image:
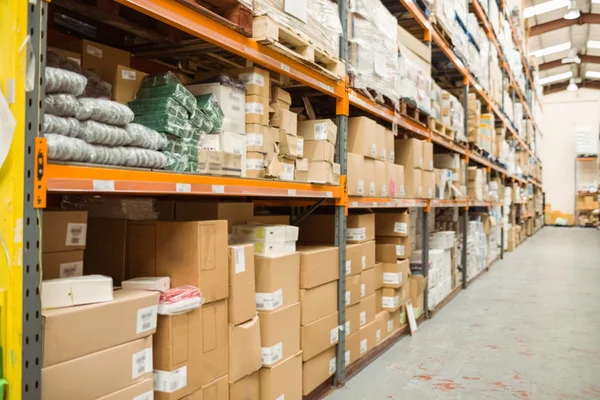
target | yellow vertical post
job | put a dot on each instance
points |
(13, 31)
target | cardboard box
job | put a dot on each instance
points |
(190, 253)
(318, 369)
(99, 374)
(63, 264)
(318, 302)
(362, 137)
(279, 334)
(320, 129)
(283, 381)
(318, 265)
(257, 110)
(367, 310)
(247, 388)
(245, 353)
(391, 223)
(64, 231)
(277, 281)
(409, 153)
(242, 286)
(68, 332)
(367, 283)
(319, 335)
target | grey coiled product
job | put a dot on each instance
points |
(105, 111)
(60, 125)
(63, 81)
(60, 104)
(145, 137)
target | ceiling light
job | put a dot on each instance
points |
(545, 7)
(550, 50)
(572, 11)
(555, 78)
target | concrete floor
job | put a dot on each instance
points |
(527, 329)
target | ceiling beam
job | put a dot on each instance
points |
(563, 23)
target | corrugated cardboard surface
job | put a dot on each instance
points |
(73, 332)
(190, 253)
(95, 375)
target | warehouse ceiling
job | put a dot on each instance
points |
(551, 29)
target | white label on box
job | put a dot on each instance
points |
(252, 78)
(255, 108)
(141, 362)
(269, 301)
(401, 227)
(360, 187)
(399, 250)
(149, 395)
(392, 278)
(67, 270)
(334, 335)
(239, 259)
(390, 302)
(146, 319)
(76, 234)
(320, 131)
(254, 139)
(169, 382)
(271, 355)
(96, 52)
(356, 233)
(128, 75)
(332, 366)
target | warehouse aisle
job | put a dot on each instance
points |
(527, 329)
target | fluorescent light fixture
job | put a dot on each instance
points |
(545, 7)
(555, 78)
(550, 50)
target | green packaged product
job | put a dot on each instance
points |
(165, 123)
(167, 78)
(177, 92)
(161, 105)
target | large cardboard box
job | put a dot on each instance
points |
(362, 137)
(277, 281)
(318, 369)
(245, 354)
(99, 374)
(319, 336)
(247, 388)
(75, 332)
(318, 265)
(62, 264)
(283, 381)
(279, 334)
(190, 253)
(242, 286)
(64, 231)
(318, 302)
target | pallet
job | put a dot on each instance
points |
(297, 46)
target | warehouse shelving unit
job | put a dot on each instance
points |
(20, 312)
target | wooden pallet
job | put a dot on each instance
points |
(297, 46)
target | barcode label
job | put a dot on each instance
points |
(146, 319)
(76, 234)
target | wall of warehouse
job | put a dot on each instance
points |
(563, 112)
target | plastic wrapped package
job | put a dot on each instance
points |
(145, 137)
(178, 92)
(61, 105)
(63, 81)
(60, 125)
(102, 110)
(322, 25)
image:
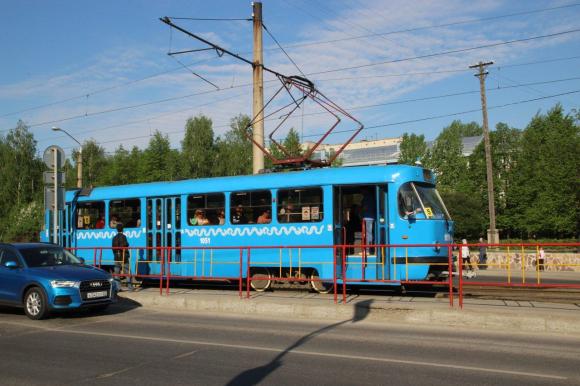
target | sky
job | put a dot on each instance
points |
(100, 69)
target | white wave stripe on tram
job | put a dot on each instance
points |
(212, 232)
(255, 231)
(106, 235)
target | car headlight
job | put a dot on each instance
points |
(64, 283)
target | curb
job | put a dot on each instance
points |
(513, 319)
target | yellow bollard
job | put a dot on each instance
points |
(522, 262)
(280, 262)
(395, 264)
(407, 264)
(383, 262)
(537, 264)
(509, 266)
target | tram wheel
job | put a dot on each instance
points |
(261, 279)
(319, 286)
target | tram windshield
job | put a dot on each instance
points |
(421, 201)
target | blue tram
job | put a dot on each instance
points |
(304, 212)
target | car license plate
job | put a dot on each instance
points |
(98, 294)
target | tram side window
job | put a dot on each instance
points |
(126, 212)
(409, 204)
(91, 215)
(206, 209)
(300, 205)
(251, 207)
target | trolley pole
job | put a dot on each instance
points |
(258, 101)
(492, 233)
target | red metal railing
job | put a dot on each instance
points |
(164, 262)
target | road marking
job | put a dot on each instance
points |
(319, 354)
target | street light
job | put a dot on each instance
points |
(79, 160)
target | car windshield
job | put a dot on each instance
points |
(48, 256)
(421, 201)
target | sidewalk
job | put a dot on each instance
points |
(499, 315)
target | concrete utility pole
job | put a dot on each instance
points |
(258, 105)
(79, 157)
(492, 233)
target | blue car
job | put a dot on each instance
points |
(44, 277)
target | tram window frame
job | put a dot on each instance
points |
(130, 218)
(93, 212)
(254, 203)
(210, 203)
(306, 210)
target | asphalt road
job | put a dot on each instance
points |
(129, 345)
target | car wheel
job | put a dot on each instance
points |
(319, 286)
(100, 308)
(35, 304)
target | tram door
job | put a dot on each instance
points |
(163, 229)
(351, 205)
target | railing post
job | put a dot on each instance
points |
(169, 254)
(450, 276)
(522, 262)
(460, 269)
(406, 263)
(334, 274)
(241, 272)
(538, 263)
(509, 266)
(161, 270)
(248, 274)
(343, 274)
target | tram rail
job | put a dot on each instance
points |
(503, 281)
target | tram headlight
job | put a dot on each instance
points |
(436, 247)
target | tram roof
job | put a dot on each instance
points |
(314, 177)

********************

#### Exercise directions:
Reproduce the lines of the items verbatim, starting at the line that contains "target | street light" and ending at the last line of the items, with both ends included.

#### Right answer:
target | street light
job | put a dot on each instance
points |
(79, 160)
target | car windshield
job | put a dot on each instance
points |
(48, 256)
(421, 201)
target | sidewalk
job | put a dot on each instance
points |
(499, 315)
target | concrete utility pole
job | put a dot on each instance
points |
(258, 105)
(79, 157)
(492, 233)
target | blue car
job | put a dot on each instance
points |
(44, 277)
target | tram window frame
job | put a dot on each instance
points |
(130, 218)
(93, 212)
(254, 203)
(210, 203)
(306, 210)
target | asphalt road
job | put a dot on each instance
points |
(129, 345)
target | car wheel
job | put a dot on each instance
points |
(319, 286)
(100, 308)
(35, 304)
target | tram door
job | put a dot on each instance
points |
(163, 229)
(351, 205)
target | railing post
job | put a dot on each instance
points |
(169, 254)
(450, 276)
(522, 262)
(460, 269)
(406, 263)
(334, 274)
(241, 272)
(538, 263)
(509, 266)
(161, 270)
(248, 274)
(343, 274)
target | tram rail
job | put a dot on each instance
points |
(503, 281)
target | tram headlight
job | put a dot on each instance
points |
(436, 247)
target | tram roof
job | put a dot on each instance
points |
(314, 177)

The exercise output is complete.